Stated task> Rewrite the stretch of items from "Kindly outline every instance of the stone" through "108], [17, 109]]", swapping "stone step" for "stone stair" and leaving everything else unchanged.

____

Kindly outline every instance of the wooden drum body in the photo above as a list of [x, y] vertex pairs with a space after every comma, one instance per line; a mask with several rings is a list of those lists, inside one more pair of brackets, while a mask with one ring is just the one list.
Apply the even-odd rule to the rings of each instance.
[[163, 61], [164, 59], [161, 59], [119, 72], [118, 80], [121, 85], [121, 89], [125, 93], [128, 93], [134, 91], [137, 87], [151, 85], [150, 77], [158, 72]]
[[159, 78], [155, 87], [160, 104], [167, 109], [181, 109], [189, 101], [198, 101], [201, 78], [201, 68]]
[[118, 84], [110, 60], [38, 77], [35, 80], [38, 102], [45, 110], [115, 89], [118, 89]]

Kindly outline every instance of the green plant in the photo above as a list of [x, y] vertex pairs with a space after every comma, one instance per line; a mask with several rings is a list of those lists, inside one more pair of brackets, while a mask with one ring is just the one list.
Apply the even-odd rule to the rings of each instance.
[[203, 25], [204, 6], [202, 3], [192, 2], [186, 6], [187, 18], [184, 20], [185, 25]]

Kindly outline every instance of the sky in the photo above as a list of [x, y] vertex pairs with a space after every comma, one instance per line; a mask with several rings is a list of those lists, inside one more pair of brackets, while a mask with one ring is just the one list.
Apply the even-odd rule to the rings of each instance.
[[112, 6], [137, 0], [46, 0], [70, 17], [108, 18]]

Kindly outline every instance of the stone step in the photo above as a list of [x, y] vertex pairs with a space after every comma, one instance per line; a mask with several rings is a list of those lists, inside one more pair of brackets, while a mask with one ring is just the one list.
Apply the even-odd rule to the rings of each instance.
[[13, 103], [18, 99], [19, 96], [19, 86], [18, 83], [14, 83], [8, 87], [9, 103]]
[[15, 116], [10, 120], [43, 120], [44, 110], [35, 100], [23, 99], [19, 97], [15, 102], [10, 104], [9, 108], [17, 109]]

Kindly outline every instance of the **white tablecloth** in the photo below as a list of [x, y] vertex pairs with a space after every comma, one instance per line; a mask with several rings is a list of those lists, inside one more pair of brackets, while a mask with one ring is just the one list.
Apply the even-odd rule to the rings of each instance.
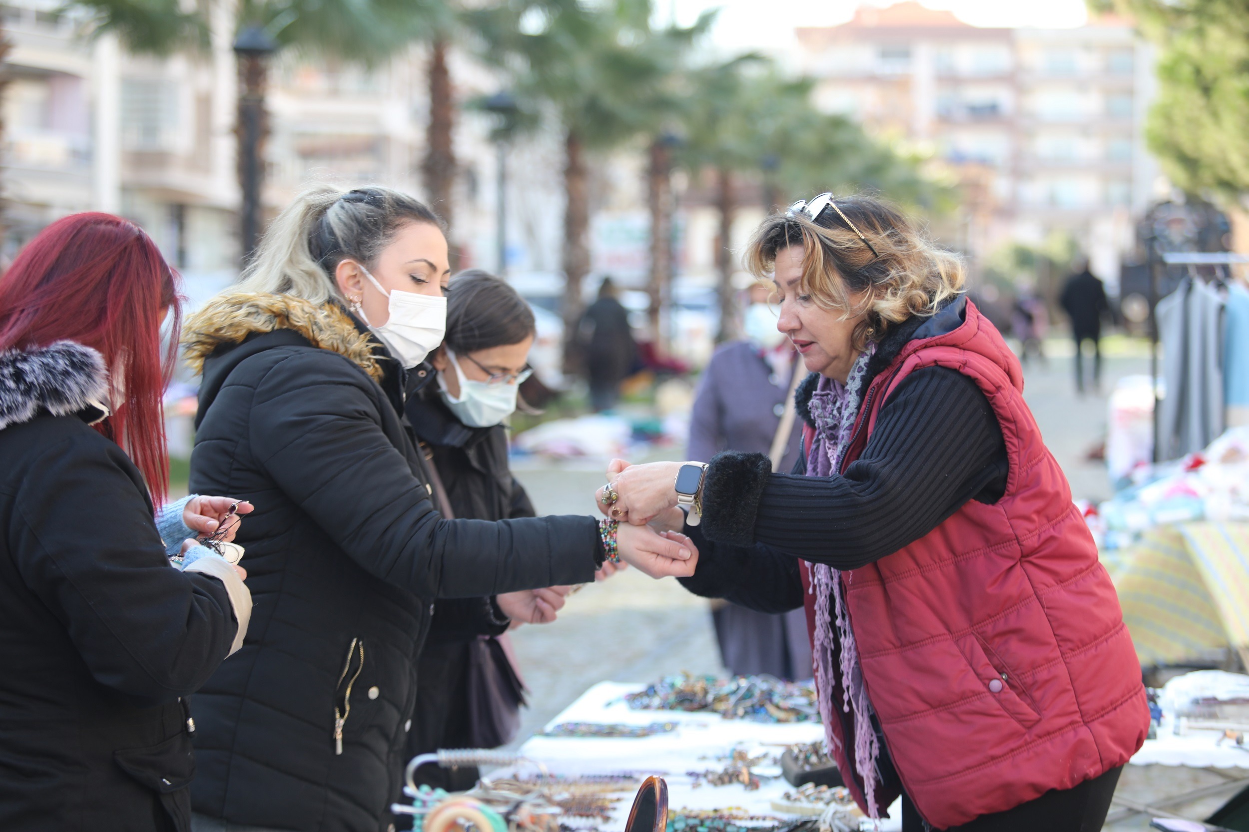
[[[752, 722], [724, 720], [713, 713], [629, 708], [622, 697], [644, 687], [644, 685], [601, 682], [582, 693], [576, 702], [547, 723], [547, 730], [561, 722], [623, 725], [674, 722], [678, 725], [676, 731], [641, 738], [531, 737], [521, 746], [520, 753], [542, 762], [553, 775], [618, 772], [659, 775], [668, 783], [669, 811], [737, 807], [752, 815], [784, 817], [772, 808], [772, 801], [779, 800], [793, 787], [779, 776], [779, 766], [771, 771], [764, 767], [757, 768], [757, 775], [774, 773], [776, 777], [761, 777], [762, 785], [753, 792], [746, 791], [739, 783], [732, 786], [703, 783], [694, 788], [687, 772], [722, 771], [727, 765], [726, 758], [734, 748], [744, 748], [752, 755], [763, 750], [779, 755], [783, 746], [814, 742], [823, 737], [822, 726], [811, 722]], [[891, 807], [892, 818], [881, 823], [882, 831], [902, 828], [899, 805], [901, 801]], [[601, 825], [600, 828], [603, 832], [623, 830], [628, 808], [629, 800], [622, 801], [611, 822]]]
[[1177, 736], [1174, 722], [1163, 718], [1157, 740], [1145, 740], [1132, 757], [1134, 766], [1189, 766], [1192, 768], [1249, 768], [1249, 751], [1227, 740], [1215, 745], [1222, 731], [1193, 731]]

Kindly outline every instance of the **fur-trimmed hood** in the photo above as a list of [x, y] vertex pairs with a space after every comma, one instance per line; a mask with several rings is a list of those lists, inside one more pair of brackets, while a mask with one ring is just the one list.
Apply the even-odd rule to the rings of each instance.
[[0, 430], [29, 422], [40, 411], [69, 416], [105, 401], [104, 356], [74, 341], [0, 352]]
[[204, 360], [217, 347], [242, 344], [249, 335], [274, 330], [294, 330], [312, 346], [347, 357], [381, 381], [375, 344], [350, 315], [332, 301], [317, 306], [294, 295], [230, 292], [214, 297], [182, 327], [186, 362], [202, 374]]

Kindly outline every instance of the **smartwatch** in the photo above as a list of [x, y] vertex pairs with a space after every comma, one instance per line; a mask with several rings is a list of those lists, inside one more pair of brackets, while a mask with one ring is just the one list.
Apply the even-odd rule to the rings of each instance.
[[677, 505], [688, 506], [686, 522], [697, 526], [702, 522], [702, 506], [699, 493], [702, 492], [703, 475], [707, 473], [707, 465], [703, 462], [687, 462], [677, 471], [677, 482], [673, 486], [677, 492]]

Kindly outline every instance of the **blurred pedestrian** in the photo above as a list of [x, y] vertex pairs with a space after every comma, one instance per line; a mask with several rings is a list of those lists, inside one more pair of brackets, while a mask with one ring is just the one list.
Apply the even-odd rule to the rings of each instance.
[[432, 374], [450, 271], [427, 206], [315, 187], [189, 321], [191, 486], [239, 483], [261, 507], [244, 530], [254, 635], [196, 700], [200, 832], [385, 830], [437, 598], [592, 581], [613, 546], [652, 576], [697, 560], [592, 517], [435, 510], [403, 396], [408, 371]]
[[[505, 425], [518, 385], [532, 374], [535, 335], [533, 311], [507, 282], [482, 271], [452, 279], [447, 335], [431, 360], [436, 372], [408, 377], [406, 404], [420, 448], [433, 463], [430, 476], [445, 517], [537, 516], [507, 465]], [[550, 587], [435, 602], [405, 763], [438, 748], [493, 748], [512, 740], [525, 687], [506, 633], [555, 621], [567, 592]], [[477, 782], [477, 767], [422, 766], [416, 782], [465, 791]]]
[[1084, 392], [1085, 341], [1093, 341], [1093, 387], [1098, 389], [1102, 385], [1102, 317], [1110, 304], [1105, 286], [1089, 271], [1085, 257], [1077, 260], [1075, 272], [1067, 279], [1059, 304], [1072, 321], [1072, 337], [1075, 339], [1075, 390]]
[[1019, 339], [1020, 362], [1028, 366], [1029, 357], [1035, 357], [1040, 366], [1048, 366], [1043, 344], [1049, 330], [1049, 312], [1045, 311], [1044, 299], [1037, 296], [1037, 287], [1030, 281], [1018, 284], [1015, 300], [1010, 306], [1010, 329]]
[[603, 277], [598, 300], [581, 316], [577, 337], [586, 356], [590, 406], [596, 414], [611, 410], [620, 401], [621, 382], [633, 374], [637, 362], [628, 310], [621, 305], [611, 277]]
[[196, 537], [232, 540], [251, 506], [155, 511], [170, 315], [176, 332], [156, 245], [107, 214], [54, 222], [0, 277], [5, 832], [190, 828], [181, 697], [239, 650], [251, 613], [242, 570]]
[[[776, 470], [798, 460], [793, 390], [806, 375], [793, 344], [777, 330], [771, 284], [747, 290], [746, 339], [716, 350], [703, 371], [689, 416], [688, 458], [708, 461], [721, 451], [773, 453]], [[731, 601], [712, 608], [721, 660], [734, 676], [768, 673], [811, 678], [811, 643], [802, 610], [772, 615]]]

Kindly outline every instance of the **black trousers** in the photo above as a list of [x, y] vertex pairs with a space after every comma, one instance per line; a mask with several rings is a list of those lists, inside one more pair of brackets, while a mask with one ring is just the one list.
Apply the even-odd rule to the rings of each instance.
[[1084, 392], [1084, 342], [1093, 342], [1093, 386], [1102, 384], [1102, 334], [1078, 332], [1075, 335], [1075, 390]]
[[[982, 815], [970, 823], [944, 832], [1098, 832], [1110, 811], [1114, 787], [1123, 767], [1063, 791], [1053, 790], [1005, 812]], [[902, 796], [902, 832], [928, 832], [914, 803]], [[933, 832], [938, 832], [933, 830]]]

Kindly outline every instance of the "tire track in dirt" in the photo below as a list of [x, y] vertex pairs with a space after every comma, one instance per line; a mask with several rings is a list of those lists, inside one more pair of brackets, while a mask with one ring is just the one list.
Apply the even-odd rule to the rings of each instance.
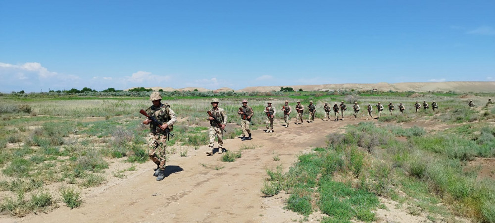
[[[63, 204], [47, 214], [31, 215], [26, 222], [283, 222], [297, 216], [289, 211], [280, 214], [267, 213], [268, 207], [260, 191], [267, 168], [282, 165], [288, 170], [297, 155], [310, 149], [324, 146], [326, 136], [339, 128], [362, 120], [323, 121], [302, 125], [281, 126], [279, 120], [275, 132], [253, 131], [253, 139], [224, 140], [226, 149], [237, 151], [242, 144], [254, 145], [243, 151], [233, 163], [220, 161], [221, 155], [207, 157], [207, 146], [190, 150], [188, 157], [175, 154], [167, 162], [169, 173], [162, 181], [152, 176], [151, 162], [139, 165], [141, 172], [123, 179], [103, 189], [95, 189], [85, 194], [84, 203], [70, 210]], [[373, 121], [376, 121], [373, 120]], [[280, 158], [273, 160], [275, 155]], [[204, 165], [208, 167], [205, 167]], [[214, 167], [225, 167], [219, 170]], [[179, 171], [180, 170], [180, 171]], [[104, 187], [104, 186], [103, 186]], [[280, 203], [274, 205], [281, 206]], [[287, 213], [284, 214], [284, 212]]]

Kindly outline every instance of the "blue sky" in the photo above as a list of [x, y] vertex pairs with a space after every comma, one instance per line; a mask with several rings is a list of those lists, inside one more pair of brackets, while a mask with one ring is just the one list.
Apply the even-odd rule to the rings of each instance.
[[495, 81], [495, 1], [6, 0], [0, 91]]

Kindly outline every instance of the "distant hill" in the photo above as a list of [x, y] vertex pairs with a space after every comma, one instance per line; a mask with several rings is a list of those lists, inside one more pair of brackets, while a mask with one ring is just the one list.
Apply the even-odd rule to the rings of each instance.
[[[314, 85], [284, 85], [273, 86], [248, 87], [235, 91], [241, 92], [266, 92], [271, 91], [280, 91], [281, 87], [291, 87], [295, 90], [299, 89], [304, 91], [325, 91], [346, 90], [372, 90], [376, 89], [380, 91], [415, 91], [427, 92], [428, 91], [454, 91], [456, 92], [495, 92], [495, 81], [449, 81], [446, 82], [406, 82], [389, 84], [380, 82], [376, 84], [328, 84]], [[129, 91], [134, 88], [125, 89]], [[203, 88], [188, 87], [175, 89], [171, 87], [145, 87], [151, 88], [153, 91], [162, 89], [163, 91], [198, 91], [204, 92], [213, 91], [215, 92], [232, 91], [234, 89], [229, 88], [221, 88], [216, 90], [209, 90]]]

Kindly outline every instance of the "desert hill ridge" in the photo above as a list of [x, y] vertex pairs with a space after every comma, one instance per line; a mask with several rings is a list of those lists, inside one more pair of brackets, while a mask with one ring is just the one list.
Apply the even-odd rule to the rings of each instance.
[[[248, 87], [235, 91], [241, 92], [266, 92], [272, 91], [280, 91], [281, 87], [291, 87], [295, 90], [299, 89], [304, 91], [325, 91], [340, 90], [372, 90], [376, 89], [380, 91], [394, 91], [399, 92], [414, 91], [426, 92], [428, 91], [453, 91], [456, 92], [495, 92], [495, 81], [448, 81], [444, 82], [403, 82], [389, 84], [380, 82], [373, 84], [327, 84], [307, 85], [283, 85], [273, 86]], [[132, 89], [130, 88], [130, 89]], [[216, 90], [209, 90], [203, 88], [188, 87], [175, 89], [171, 87], [153, 87], [153, 90], [162, 89], [164, 91], [193, 91], [198, 89], [199, 92], [213, 91], [215, 92], [223, 91], [234, 91], [229, 88], [221, 88]], [[126, 89], [125, 91], [128, 91]]]

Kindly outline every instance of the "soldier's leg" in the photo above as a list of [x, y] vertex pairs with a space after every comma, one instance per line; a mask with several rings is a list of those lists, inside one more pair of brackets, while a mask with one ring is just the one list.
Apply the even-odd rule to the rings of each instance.
[[246, 130], [246, 120], [244, 119], [241, 120], [241, 128], [243, 130], [243, 133], [241, 136], [244, 137], [248, 135], [248, 130]]

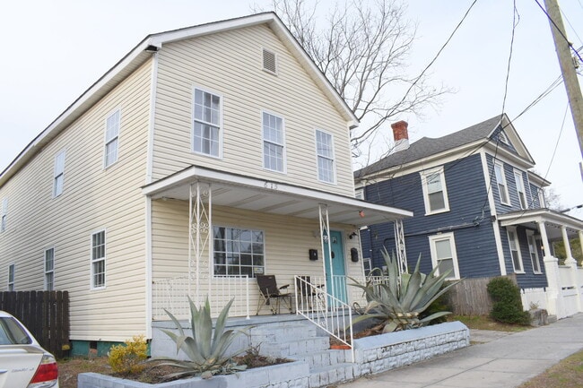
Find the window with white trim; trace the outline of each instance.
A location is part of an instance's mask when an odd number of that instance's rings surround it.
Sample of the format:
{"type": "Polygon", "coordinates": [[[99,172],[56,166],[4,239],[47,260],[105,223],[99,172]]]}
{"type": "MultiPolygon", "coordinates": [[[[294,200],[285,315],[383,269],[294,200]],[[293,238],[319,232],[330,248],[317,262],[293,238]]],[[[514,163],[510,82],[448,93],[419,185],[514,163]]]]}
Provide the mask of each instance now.
{"type": "Polygon", "coordinates": [[[8,220],[8,198],[2,200],[2,213],[0,213],[0,232],[6,230],[6,221],[8,220]]]}
{"type": "Polygon", "coordinates": [[[63,194],[65,183],[65,150],[55,157],[55,168],[53,170],[53,197],[63,194]]]}
{"type": "Polygon", "coordinates": [[[14,290],[14,272],[15,272],[14,264],[10,264],[8,266],[8,290],[9,291],[14,290]]]}
{"type": "Polygon", "coordinates": [[[459,279],[456,240],[453,232],[430,236],[429,243],[433,268],[439,266],[435,273],[439,274],[451,271],[447,279],[459,279]]]}
{"type": "Polygon", "coordinates": [[[316,154],[318,155],[318,179],[326,183],[336,181],[334,157],[334,138],[331,134],[316,130],[316,154]]]}
{"type": "Polygon", "coordinates": [[[45,251],[45,290],[55,289],[55,248],[45,251]]]}
{"type": "Polygon", "coordinates": [[[443,167],[420,172],[425,214],[449,211],[448,189],[443,167]]]}
{"type": "Polygon", "coordinates": [[[221,96],[195,89],[193,151],[219,158],[222,124],[221,96]]]}
{"type": "Polygon", "coordinates": [[[528,203],[526,203],[526,192],[525,191],[525,183],[522,177],[522,171],[519,171],[518,169],[514,170],[514,180],[517,183],[517,193],[518,194],[520,209],[527,209],[528,203]]]}
{"type": "Polygon", "coordinates": [[[265,270],[263,230],[213,227],[214,276],[255,278],[265,270]]]}
{"type": "Polygon", "coordinates": [[[524,272],[522,265],[522,254],[520,253],[520,244],[518,243],[518,235],[515,228],[507,228],[509,246],[510,247],[510,257],[512,259],[512,268],[515,272],[524,272]]]}
{"type": "Polygon", "coordinates": [[[106,120],[105,125],[105,155],[103,166],[107,168],[117,161],[119,147],[119,109],[113,112],[106,120]]]}
{"type": "Polygon", "coordinates": [[[508,185],[506,185],[506,176],[504,175],[504,165],[502,163],[495,162],[494,173],[496,174],[496,184],[498,185],[500,202],[503,204],[509,205],[510,200],[508,195],[508,185]]]}
{"type": "Polygon", "coordinates": [[[263,112],[263,167],[285,172],[283,118],[263,112]]]}
{"type": "Polygon", "coordinates": [[[530,254],[530,262],[533,265],[533,272],[543,273],[541,271],[541,263],[538,261],[538,250],[536,249],[536,238],[532,230],[526,231],[526,239],[528,240],[528,252],[530,254]]]}
{"type": "Polygon", "coordinates": [[[91,235],[91,288],[105,287],[105,230],[91,235]]]}

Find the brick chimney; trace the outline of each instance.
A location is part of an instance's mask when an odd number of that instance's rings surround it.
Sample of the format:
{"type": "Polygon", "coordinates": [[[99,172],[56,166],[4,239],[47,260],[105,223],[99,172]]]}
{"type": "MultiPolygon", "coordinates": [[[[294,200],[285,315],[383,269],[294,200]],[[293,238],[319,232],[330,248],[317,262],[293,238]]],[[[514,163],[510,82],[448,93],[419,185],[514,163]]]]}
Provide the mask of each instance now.
{"type": "Polygon", "coordinates": [[[393,137],[395,138],[394,152],[405,151],[409,148],[408,126],[409,124],[403,120],[391,124],[391,128],[393,128],[393,137]]]}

____

Solved problem>
Kindly outline every instance of the stone stair in the photo above as a list of [x, y] vertex pairs with a space after every comma, one instance per line; a mask with several rings is a list of those lists, inside one more pair of brackets, while a mask with one ring is just the one list.
Apply the even-odd rule to the rings of each instance.
[[13, 103], [18, 99], [19, 96], [19, 86], [18, 83], [14, 83], [8, 87], [9, 103]]
[[15, 116], [10, 120], [43, 120], [44, 110], [35, 100], [23, 99], [19, 97], [15, 102], [10, 104], [9, 108], [17, 109]]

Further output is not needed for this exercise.